SET PROBLEM
The listing below should be written out exactly; please include all of it.

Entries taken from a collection

+--

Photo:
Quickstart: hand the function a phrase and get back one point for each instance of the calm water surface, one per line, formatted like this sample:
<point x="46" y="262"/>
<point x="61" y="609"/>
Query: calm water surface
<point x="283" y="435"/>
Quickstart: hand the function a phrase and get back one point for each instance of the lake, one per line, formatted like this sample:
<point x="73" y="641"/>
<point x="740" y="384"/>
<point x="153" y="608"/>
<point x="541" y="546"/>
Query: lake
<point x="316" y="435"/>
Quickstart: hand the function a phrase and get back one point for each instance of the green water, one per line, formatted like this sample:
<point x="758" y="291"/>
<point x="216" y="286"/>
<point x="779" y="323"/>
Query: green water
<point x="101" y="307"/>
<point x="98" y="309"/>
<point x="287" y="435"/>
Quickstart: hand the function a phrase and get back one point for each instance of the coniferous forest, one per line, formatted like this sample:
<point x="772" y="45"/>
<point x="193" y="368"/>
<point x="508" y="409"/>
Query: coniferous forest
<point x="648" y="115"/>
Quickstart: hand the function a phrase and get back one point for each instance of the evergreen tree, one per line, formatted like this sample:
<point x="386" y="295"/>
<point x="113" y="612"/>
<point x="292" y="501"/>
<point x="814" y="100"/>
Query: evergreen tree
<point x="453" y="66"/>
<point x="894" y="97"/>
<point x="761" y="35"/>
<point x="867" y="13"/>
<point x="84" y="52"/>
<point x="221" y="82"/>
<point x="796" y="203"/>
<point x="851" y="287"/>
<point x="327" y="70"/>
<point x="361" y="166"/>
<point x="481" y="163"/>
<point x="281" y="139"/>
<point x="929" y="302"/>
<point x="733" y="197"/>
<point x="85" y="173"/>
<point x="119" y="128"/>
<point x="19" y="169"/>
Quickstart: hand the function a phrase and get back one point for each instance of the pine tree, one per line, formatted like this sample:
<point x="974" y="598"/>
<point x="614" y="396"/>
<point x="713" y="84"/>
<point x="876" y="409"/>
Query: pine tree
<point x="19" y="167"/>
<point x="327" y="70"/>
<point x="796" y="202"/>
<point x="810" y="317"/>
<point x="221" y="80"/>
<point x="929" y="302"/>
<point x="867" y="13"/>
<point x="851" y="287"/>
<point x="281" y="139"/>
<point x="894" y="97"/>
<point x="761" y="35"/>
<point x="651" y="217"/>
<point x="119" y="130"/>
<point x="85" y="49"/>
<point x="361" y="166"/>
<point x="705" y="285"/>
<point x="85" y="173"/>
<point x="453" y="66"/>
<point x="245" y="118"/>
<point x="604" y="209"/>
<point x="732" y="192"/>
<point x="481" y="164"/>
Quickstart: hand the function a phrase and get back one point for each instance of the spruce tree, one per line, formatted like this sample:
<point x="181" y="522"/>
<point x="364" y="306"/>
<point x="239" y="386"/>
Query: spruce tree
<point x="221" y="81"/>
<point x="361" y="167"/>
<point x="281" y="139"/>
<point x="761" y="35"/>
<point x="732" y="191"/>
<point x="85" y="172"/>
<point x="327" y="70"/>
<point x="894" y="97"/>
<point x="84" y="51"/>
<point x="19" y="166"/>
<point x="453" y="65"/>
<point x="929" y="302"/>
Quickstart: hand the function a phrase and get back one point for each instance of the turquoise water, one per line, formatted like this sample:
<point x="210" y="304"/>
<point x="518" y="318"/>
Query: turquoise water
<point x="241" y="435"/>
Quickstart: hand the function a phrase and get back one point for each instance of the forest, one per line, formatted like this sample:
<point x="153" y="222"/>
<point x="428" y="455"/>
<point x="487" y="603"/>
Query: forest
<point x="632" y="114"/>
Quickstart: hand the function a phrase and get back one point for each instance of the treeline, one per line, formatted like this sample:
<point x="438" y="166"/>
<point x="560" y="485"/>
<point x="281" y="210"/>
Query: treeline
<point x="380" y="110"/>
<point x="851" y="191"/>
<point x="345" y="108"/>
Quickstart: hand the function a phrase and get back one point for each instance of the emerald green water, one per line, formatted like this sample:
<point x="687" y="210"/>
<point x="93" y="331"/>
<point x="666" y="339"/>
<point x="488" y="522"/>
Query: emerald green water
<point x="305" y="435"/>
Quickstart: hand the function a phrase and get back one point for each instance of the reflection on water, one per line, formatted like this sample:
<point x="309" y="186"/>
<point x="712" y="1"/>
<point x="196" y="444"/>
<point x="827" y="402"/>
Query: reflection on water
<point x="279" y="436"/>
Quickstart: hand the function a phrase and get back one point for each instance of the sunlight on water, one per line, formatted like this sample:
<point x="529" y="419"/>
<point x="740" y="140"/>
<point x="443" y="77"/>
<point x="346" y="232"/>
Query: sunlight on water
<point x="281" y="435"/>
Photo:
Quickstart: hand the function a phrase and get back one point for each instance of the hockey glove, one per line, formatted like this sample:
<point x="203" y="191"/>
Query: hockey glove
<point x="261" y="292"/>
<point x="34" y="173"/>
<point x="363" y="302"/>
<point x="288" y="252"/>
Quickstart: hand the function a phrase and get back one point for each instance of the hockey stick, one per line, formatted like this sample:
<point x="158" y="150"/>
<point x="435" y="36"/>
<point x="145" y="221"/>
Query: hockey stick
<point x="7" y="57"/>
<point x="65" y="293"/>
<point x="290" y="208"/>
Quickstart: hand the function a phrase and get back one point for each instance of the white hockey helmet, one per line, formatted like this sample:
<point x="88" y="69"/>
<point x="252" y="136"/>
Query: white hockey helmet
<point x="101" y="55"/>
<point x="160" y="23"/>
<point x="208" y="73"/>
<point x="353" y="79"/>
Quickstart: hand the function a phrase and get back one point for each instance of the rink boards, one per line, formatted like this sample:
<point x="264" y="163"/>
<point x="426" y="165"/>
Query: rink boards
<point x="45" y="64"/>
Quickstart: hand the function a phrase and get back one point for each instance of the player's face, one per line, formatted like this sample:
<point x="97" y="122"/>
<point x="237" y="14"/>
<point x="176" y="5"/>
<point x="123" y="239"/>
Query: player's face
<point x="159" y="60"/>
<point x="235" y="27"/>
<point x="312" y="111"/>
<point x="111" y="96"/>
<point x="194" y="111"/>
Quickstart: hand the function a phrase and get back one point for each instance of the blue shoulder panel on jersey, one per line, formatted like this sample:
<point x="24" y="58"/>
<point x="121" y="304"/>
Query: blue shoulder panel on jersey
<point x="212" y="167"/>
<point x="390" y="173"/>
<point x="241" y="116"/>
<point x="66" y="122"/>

+--

RESULT FOR THIS TASK
Photo:
Quickstart: hand the function a phrase and get back one point for each instance of the calm water surface, one per line, formatted like this sample:
<point x="46" y="262"/>
<point x="61" y="609"/>
Query: calm water surface
<point x="283" y="435"/>
Quickstart: hand the function a phrase and get back one point for each instance of the lake, one per line, formatted like this sample:
<point x="73" y="641"/>
<point x="740" y="384"/>
<point x="153" y="608"/>
<point x="541" y="546"/>
Query: lake
<point x="316" y="435"/>
Quickstart: hand the function a phrase and get back one point for each instance of the green water, one per line, formatted like this sample:
<point x="758" y="291"/>
<point x="216" y="286"/>
<point x="779" y="323"/>
Query: green water
<point x="101" y="307"/>
<point x="98" y="309"/>
<point x="287" y="435"/>
Quickstart: hand the function a phrase and get back one point for each instance of the coniferous forest, one per line, formatted like this sample:
<point x="772" y="45"/>
<point x="193" y="368"/>
<point x="508" y="409"/>
Query: coniferous forest
<point x="648" y="115"/>
Quickstart: hand the function a phrase and get back one point for each instance of the evergreen tree, one per line, formatted like this sample:
<point x="386" y="295"/>
<point x="113" y="612"/>
<point x="292" y="501"/>
<point x="814" y="100"/>
Query: evergreen tree
<point x="453" y="66"/>
<point x="894" y="97"/>
<point x="761" y="35"/>
<point x="867" y="13"/>
<point x="84" y="52"/>
<point x="221" y="82"/>
<point x="796" y="203"/>
<point x="851" y="287"/>
<point x="327" y="70"/>
<point x="361" y="166"/>
<point x="481" y="163"/>
<point x="281" y="139"/>
<point x="929" y="302"/>
<point x="733" y="197"/>
<point x="85" y="173"/>
<point x="119" y="128"/>
<point x="19" y="169"/>
Quickstart: hand the function a phrase and get back one point for each instance of the pine tree, one per line, formatted like this sample:
<point x="974" y="598"/>
<point x="614" y="396"/>
<point x="713" y="84"/>
<point x="876" y="409"/>
Query: pine tree
<point x="19" y="167"/>
<point x="327" y="70"/>
<point x="796" y="202"/>
<point x="810" y="317"/>
<point x="221" y="80"/>
<point x="929" y="302"/>
<point x="867" y="13"/>
<point x="851" y="287"/>
<point x="281" y="139"/>
<point x="894" y="97"/>
<point x="761" y="35"/>
<point x="651" y="217"/>
<point x="119" y="130"/>
<point x="85" y="49"/>
<point x="361" y="166"/>
<point x="705" y="285"/>
<point x="85" y="173"/>
<point x="453" y="66"/>
<point x="245" y="118"/>
<point x="604" y="209"/>
<point x="732" y="192"/>
<point x="481" y="164"/>
Quickstart: hand the function a phrase and get back one point for each instance of the spruce tree, one per line, formatted like this sample:
<point x="181" y="522"/>
<point x="364" y="306"/>
<point x="239" y="386"/>
Query: spruce tree
<point x="221" y="81"/>
<point x="361" y="167"/>
<point x="281" y="139"/>
<point x="761" y="35"/>
<point x="732" y="191"/>
<point x="85" y="172"/>
<point x="327" y="70"/>
<point x="894" y="97"/>
<point x="84" y="51"/>
<point x="19" y="166"/>
<point x="453" y="65"/>
<point x="929" y="302"/>
Quickstart: hand the function a phrase and get back one point for each instance of the turquoise water, one per line, formatted like this sample:
<point x="210" y="304"/>
<point x="518" y="318"/>
Query: turquoise water
<point x="241" y="435"/>
Quickstart: hand the function a phrase and get back one point for each instance of the forest, one per line, formatted like this sample:
<point x="153" y="222"/>
<point x="428" y="455"/>
<point x="487" y="603"/>
Query: forest
<point x="632" y="114"/>
Quickstart: hand the function a phrase and get back one point for each instance of the treeline, one per line, formatted like this sample:
<point x="438" y="166"/>
<point x="560" y="485"/>
<point x="281" y="210"/>
Query: treeline
<point x="380" y="110"/>
<point x="851" y="191"/>
<point x="345" y="108"/>
Quickstart: hand the function a phrase and get back one point for each instance of the emerald green water, one per line, formatted like this sample:
<point x="687" y="210"/>
<point x="93" y="331"/>
<point x="666" y="339"/>
<point x="488" y="522"/>
Query: emerald green water
<point x="305" y="435"/>
Quickstart: hand the function a phrase and get back one point for each instance of the reflection on water, one per line, formatted like this sample:
<point x="309" y="186"/>
<point x="712" y="1"/>
<point x="196" y="444"/>
<point x="827" y="402"/>
Query: reflection on water
<point x="279" y="436"/>
Quickstart: hand the function a phrase and get back one point for each instance of the sunlight on water, one per line, formatted like this sample:
<point x="529" y="419"/>
<point x="740" y="140"/>
<point x="443" y="77"/>
<point x="346" y="232"/>
Query: sunlight on water
<point x="281" y="435"/>
Photo:
Quickstart: hand the function a phrase and get back one point for each instance of the hockey glove, one per line, formatted like this sample:
<point x="203" y="191"/>
Query: hockey glove
<point x="261" y="292"/>
<point x="34" y="173"/>
<point x="363" y="302"/>
<point x="288" y="252"/>
Quickstart: hand the function a phrase and get back one point for each instance of the hockey stick, one per line, formatted like this sample:
<point x="158" y="150"/>
<point x="435" y="36"/>
<point x="145" y="221"/>
Query: hockey stick
<point x="7" y="57"/>
<point x="65" y="293"/>
<point x="290" y="208"/>
Quickstart: hand the function a phrase and get back one point for each instance of the white hockey helmet, one per line, formatted like this sample:
<point x="88" y="69"/>
<point x="252" y="136"/>
Query: white hockey helmet
<point x="101" y="55"/>
<point x="160" y="23"/>
<point x="208" y="73"/>
<point x="353" y="79"/>
Quickstart: hand the function a phrase and get back one point for each instance of the rink boards, one per line, formatted like this sample:
<point x="264" y="163"/>
<point x="426" y="165"/>
Query: rink boards
<point x="45" y="64"/>
Quickstart: hand the function a phrase and get back one point for each instance of the player's face, one per line, formatted like this sample:
<point x="97" y="122"/>
<point x="237" y="14"/>
<point x="176" y="5"/>
<point x="123" y="239"/>
Query: player's face
<point x="159" y="60"/>
<point x="235" y="27"/>
<point x="312" y="111"/>
<point x="111" y="96"/>
<point x="194" y="111"/>
Quickstart: hand the function a phrase and get back one point for each instance of the blue shoulder panel on jersey, one per line, formatted like this sample:
<point x="24" y="58"/>
<point x="121" y="304"/>
Query: blue shoulder panel on jersey
<point x="212" y="167"/>
<point x="390" y="173"/>
<point x="241" y="116"/>
<point x="66" y="122"/>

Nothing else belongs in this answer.